▸ **EXERCISE DETAILS**: From the news item below on stroke hand therapy, list every block-count improvement reported on the dexterity test, along with the group each one belongs to.

▸ **PASSAGE FOR REVIEW**:
With help of sensor-laden glove, non-affected hand used to regain some control of affected hand
FRIDAY, Sept. 9, 2016 (HealthDay News) — A new form of electrical stimulation therapy can help restore some dexterity to a hand that’s been paralyzed by stroke, according to a study published online Sept. 8 in Stroke.
Jayme Knutson, Ph.D., an assistant professor of physical medicine and rehabilitation at the Case Western Reserve University School of Medicine in Cleveland, and colleagues conducted a clinical trial involving 80 stroke survivors. For 12 weeks, half the survivors received electrical stimulation therapy using a new mirroring therapy (contralaterally controlled functional electrical stimulation [CCFES]). The other half also used an electrical stimulator, but in standard therapy that mechanically opened and closed the inert hand with no input from the brain (cyclic neuromuscular electrical stimulation [cNMES]). Both groups used their assigned electrical stimulator on their own at home for 10 hours a week. They also spent three hours a week practicing hand tasks with an occupational therapist in the lab.
The researchers found that patients who received the new therapy experienced markedly better improvement than those in the control group. They were able to move an average of 4.6 blocks more than they had prior to therapy, compared with an improvement of 1.8 blocks for those who received standard therapy. Improvement was greatest for patients who received the new therapy less than two years following their stroke. These patients experienced an improvement of 9.6 blocks on the dexterity test, compared to a 4.1-block improvement in the standard therapy group. By the end of the treatment, 97 percent of patients who received the new therapy felt they could use their hand better than at the start of the study.
“Our aim was to compare the effects of CCFES with cNMES,” the authors write. “CCFES improved hand dexterity more than cNMES in chronic stroke survivors.”

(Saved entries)
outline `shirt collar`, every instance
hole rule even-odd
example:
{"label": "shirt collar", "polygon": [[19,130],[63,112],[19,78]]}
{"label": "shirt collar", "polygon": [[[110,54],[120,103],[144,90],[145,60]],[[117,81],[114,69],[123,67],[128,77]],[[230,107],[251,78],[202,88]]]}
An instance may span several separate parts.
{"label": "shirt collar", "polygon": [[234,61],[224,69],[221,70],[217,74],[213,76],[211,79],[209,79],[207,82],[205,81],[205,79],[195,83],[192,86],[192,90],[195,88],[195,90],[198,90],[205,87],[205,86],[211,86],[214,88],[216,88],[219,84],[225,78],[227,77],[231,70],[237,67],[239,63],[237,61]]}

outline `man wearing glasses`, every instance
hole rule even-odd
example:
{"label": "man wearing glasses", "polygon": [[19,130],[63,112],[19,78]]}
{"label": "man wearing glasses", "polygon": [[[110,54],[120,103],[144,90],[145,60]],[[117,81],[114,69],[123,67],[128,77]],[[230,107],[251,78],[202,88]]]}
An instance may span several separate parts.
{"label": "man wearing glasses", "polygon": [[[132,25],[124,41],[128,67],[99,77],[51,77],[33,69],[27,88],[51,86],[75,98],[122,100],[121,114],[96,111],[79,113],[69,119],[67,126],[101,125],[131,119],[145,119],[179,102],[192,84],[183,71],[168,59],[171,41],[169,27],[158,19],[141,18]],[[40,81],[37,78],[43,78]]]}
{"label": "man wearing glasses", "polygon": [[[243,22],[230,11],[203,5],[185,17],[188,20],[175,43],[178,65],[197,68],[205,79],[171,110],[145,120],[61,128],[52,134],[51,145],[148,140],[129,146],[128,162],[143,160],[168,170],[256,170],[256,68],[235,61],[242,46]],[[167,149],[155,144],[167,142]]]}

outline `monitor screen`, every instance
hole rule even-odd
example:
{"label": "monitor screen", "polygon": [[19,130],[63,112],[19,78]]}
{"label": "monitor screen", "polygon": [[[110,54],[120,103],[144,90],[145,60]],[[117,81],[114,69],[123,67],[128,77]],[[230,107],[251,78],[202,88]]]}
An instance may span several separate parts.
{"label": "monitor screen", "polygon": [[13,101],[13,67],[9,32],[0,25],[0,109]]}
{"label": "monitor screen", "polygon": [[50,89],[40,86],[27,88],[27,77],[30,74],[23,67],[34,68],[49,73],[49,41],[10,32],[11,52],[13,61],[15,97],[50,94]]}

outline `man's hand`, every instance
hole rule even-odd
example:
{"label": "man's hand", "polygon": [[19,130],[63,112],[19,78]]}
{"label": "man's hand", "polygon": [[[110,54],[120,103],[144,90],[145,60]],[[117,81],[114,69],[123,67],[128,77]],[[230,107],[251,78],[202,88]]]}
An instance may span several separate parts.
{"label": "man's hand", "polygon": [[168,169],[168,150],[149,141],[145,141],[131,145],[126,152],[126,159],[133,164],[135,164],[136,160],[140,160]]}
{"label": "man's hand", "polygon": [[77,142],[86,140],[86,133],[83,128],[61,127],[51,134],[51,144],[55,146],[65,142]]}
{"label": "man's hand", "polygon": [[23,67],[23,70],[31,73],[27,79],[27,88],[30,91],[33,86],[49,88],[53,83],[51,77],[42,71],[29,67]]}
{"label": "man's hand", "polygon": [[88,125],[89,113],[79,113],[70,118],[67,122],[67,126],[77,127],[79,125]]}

▸ **WRITTEN ANSWER**:
- 4.6 blocks: patients who received the new therapy (CCFES)
- 1.8 blocks: patients who received standard therapy (cNMES)
- 9.6 blocks: new-therapy patients treated less than two years after their stroke
- 4.1 blocks: the matching standard therapy group